* What is being asked *
Repeat the entries below exactly as they appear, with no pictures.

* Dataset content *
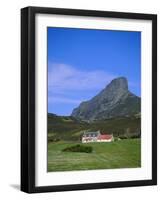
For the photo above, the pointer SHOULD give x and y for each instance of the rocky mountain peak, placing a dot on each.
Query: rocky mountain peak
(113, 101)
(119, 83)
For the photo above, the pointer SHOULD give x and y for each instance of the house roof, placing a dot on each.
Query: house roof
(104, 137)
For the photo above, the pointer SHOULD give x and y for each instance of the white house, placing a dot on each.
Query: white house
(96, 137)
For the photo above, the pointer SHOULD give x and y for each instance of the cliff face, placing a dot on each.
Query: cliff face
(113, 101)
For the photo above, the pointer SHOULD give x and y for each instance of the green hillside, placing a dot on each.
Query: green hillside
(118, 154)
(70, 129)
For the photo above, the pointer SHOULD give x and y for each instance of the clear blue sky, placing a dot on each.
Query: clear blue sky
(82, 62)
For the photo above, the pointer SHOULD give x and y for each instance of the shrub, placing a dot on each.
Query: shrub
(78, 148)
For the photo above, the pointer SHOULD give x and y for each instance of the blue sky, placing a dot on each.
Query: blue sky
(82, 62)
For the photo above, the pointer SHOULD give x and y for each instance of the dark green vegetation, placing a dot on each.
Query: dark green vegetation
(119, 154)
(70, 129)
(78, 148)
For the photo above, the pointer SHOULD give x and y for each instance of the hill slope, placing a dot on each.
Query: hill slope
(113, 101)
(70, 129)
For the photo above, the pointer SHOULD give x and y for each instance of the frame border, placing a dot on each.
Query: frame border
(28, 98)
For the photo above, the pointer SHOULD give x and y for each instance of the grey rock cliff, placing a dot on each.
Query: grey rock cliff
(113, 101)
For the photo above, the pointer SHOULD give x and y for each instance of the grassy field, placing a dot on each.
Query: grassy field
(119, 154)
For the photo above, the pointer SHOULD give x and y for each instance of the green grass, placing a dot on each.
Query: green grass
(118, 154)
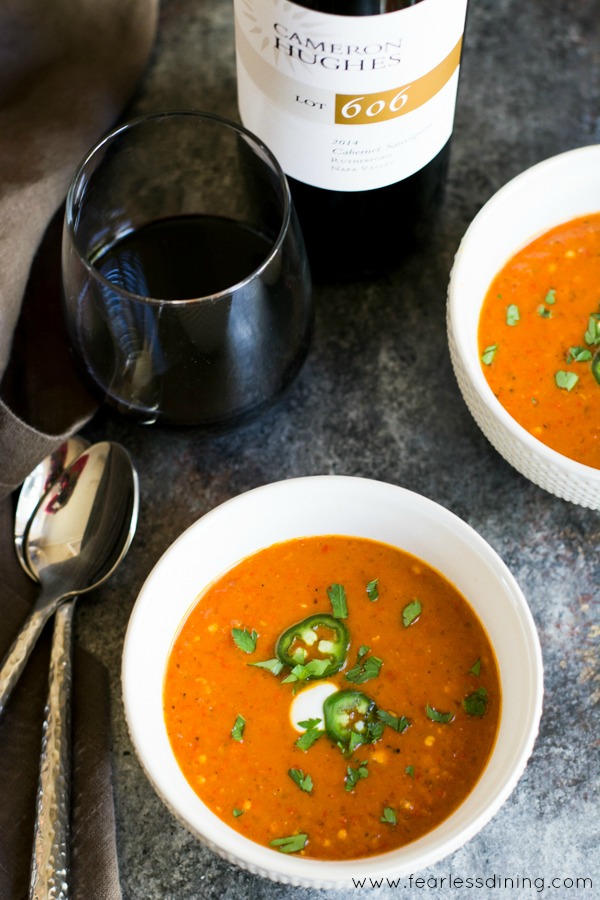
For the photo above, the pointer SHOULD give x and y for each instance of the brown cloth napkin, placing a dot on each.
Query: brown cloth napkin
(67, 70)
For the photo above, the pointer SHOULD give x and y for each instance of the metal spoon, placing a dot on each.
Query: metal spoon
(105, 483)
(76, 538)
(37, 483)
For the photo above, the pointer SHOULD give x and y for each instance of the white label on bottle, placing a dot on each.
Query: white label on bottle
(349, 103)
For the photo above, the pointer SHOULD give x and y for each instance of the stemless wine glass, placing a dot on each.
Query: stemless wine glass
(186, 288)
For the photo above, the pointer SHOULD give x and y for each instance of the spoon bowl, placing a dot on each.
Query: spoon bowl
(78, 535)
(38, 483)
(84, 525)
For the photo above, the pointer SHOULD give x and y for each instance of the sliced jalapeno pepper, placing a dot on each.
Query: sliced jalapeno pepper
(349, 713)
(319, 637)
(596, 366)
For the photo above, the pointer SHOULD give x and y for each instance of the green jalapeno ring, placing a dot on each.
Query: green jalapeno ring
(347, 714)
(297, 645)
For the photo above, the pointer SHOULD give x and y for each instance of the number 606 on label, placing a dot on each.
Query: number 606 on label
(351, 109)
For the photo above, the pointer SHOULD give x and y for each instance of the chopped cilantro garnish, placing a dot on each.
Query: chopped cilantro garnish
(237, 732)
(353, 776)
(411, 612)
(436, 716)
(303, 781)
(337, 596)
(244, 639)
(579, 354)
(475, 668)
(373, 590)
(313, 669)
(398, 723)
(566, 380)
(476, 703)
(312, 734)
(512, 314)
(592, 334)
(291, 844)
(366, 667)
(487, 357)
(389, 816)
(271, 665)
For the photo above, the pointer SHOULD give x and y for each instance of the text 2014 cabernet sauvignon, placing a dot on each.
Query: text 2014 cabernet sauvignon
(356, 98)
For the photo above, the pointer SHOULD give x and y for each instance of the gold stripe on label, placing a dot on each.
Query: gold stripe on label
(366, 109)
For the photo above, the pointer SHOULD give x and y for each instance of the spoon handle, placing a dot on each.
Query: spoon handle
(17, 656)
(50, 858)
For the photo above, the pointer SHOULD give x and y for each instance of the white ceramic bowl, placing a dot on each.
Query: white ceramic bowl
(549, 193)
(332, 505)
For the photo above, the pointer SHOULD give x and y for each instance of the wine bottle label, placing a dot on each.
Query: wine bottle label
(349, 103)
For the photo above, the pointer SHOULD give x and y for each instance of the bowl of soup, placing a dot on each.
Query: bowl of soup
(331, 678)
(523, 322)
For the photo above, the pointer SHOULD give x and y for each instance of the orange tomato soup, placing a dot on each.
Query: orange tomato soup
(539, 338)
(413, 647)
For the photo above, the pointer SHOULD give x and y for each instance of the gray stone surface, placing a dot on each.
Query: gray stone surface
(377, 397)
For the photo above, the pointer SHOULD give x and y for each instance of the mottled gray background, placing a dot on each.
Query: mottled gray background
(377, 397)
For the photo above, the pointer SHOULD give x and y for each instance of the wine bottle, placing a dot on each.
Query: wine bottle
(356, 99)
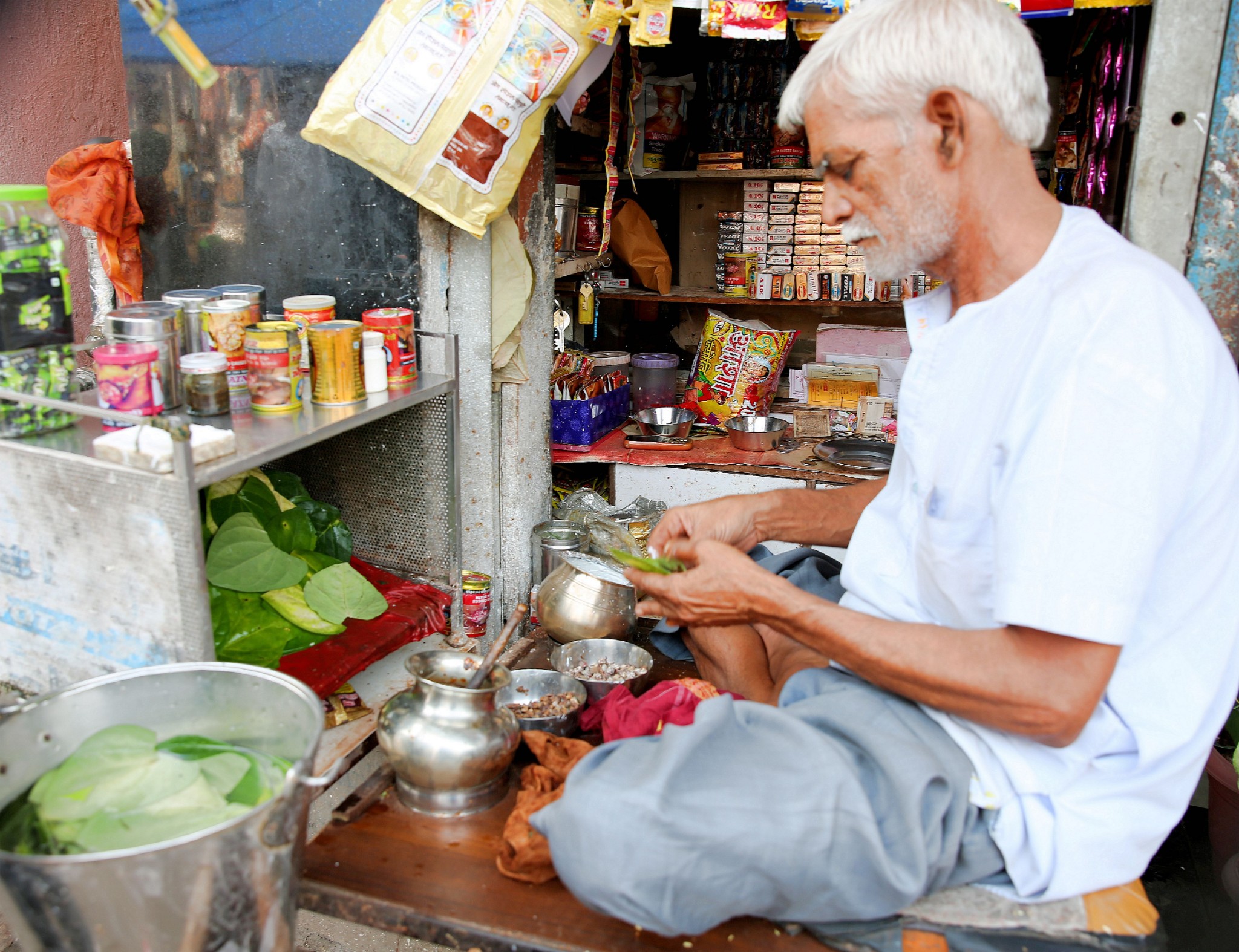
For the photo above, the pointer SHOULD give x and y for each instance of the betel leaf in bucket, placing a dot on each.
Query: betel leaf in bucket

* Task answer *
For the photo above, the pointer SHOULD give x and y for each instance of the rocky mountain peak, placing a dot on each.
Query: rocky mountain peak
(113, 101)
(119, 83)
For the photo above, the pointer SHOULD give x and y for each instance of the house roof, placing a dot on each.
Query: house roof
(104, 137)
For the photo above, the pointer SHOULD give x and y for each instance of the white house, placing a dot on each.
Query: white house
(96, 137)
For the photo above, the pointer SHOULD give x and y for each instance of the cliff face, placing a dot on each.
Query: cliff face
(113, 101)
For the photo above, the pointer SHOULD give x and y for each instance of the green hillside, placing a dot on each.
Query: green hillside
(118, 154)
(70, 129)
For the photo above, the pointer SHOULD give x and y for each instance of the clear blue sky, placing a dot on each.
Query: clear blue sky
(82, 62)
For the photo above, the pointer SHOULD give x and y for each instance of the shrub, placing a dot on each.
Query: shrub
(78, 148)
For the photo above, the pointer SHOULD give x and y for each instance of the blue sky, placing a dot on each.
Query: blue sky
(82, 62)
For the photo above, the pointer SHOULD give x and y for each instance of the dark green vegetation, placing a dot on each.
Query: dark green vegetation
(119, 154)
(70, 129)
(78, 148)
For the photo above, the pointer SHOULD give x and y for each instance of the hill slope, placing a dot on each.
Query: hill slope
(113, 101)
(70, 129)
For the photo above, the pointer SHOULD give x and y for each instance of the frame border, placing a dot on each.
Query: frame border
(28, 98)
For the photo above, the pointer SHOULD give x and y for each instance of the grey rock cliff, placing a dot on each.
Query: grey rock cliff
(113, 101)
For the photo above, the pointer SHOULD give x and y for each instance of the grassy field, placing a dot on each.
Query: grassy field
(119, 154)
For the photo above, the pointer SHOULD give x and y for each instance of the green grass, placing a dot on each.
Query: green grass
(118, 154)
For the photo above, the pointer SHOULD give x and y for each instance of the brown cloth napkin, placing a dot on each.
Query: brown cloth napkin
(67, 70)
For the photo above, the pointer SHOULD give x and y for each instance of the metal spoon, placing a dot on each.
Query: metal spoon
(105, 483)
(76, 538)
(37, 483)
For the photo above, the pointer SHOULD give x and y for each instance of the white label on bottle, placing a dot on each.
Query: white label on bottle
(349, 103)
For the photo above, the pointer SHOULD give x and y for each instance of the stemless wine glass, placing a dot on each.
Query: stemless wine glass
(186, 288)
For the photo above, the pointer SHOULD give x and y for each instance of the spoon bowl, placing a dot on each.
Query: spoon bowl
(78, 535)
(38, 483)
(84, 525)
For the photo above, the pointer SHOULD give x and y for each instance of the sliced jalapeno pepper, placing a dot on each.
Query: sliced jalapeno pepper
(349, 713)
(319, 637)
(596, 366)
For the photo above, the pointer SHOULD give x and y for each instance of the green jalapeno ring, placing a dot on each.
Query: green jalapeno ring
(347, 714)
(297, 645)
For the photo above, the pointer SHOULD give x and y for each instance of the number 606 on label, placing a dot on each.
Query: number 606 on label
(351, 109)
For the photo above, the pointer SHOULD give x and y for each instance of the chopped cilantro garnish, placing a dot on each.
Query: chopped cilantro garnish
(237, 732)
(353, 776)
(411, 612)
(436, 716)
(303, 781)
(337, 596)
(244, 639)
(579, 354)
(475, 668)
(373, 590)
(313, 669)
(398, 723)
(566, 380)
(476, 703)
(312, 734)
(512, 314)
(592, 334)
(291, 844)
(366, 667)
(487, 357)
(389, 816)
(271, 665)
For the photo above, the pointer SHOULD give x and y for each instance of the text 2014 cabernet sauvignon, placing a dot on each.
Query: text 2014 cabernet sauvignon
(356, 98)
For the photo above, the pointer SHOULD give x and y for each instance of the gold stripe on label, placing a dot on each.
Query: gold stripe on label
(366, 109)
For the photo above, the pointer SHOULD give x and y for each instance of the spoon handle, placing a dot on each.
Query: spoon handle
(17, 656)
(50, 858)
For the photo above, the pointer SHOULD give x and y for each instance of the white ceramic bowl, placing a dot on each.
Query: white ceramic bowl
(549, 193)
(332, 505)
For the photo above, the pointer SHOULD give x and y for each instance of the wine bottle label, placing a dot on each.
Query: wine bottle label
(349, 103)
For the photo above, the pointer SHOULD give x and y for each instance of the bowl of soup, placing a dot on each.
Query: bowl of soup
(331, 678)
(523, 322)
For the photo above, the pointer SHOULD give x and y for each instance of the orange tomato soup, placing a dot on each.
Query: orange tomato soup
(539, 338)
(413, 647)
For the photo above, the pointer SHOULD give x and y for each instance of the gray stone surface, placing a dot on each.
Query: gray stone surface
(377, 397)
For the photo above, the pointer SHOULD give x and y for each instance of the mottled gray background, placing a dot on each.
Query: mottled gray background
(377, 397)
For the photo above, the pointer SHOULD give x and y for each instance of the wine bottle, placing a dot on each.
Query: wine bottle
(356, 99)
For the photo above, the pointer SHOULD give x and y for each instance of the betel leaf in bucket, placing a dot on each.
Query: betel leaf in bucket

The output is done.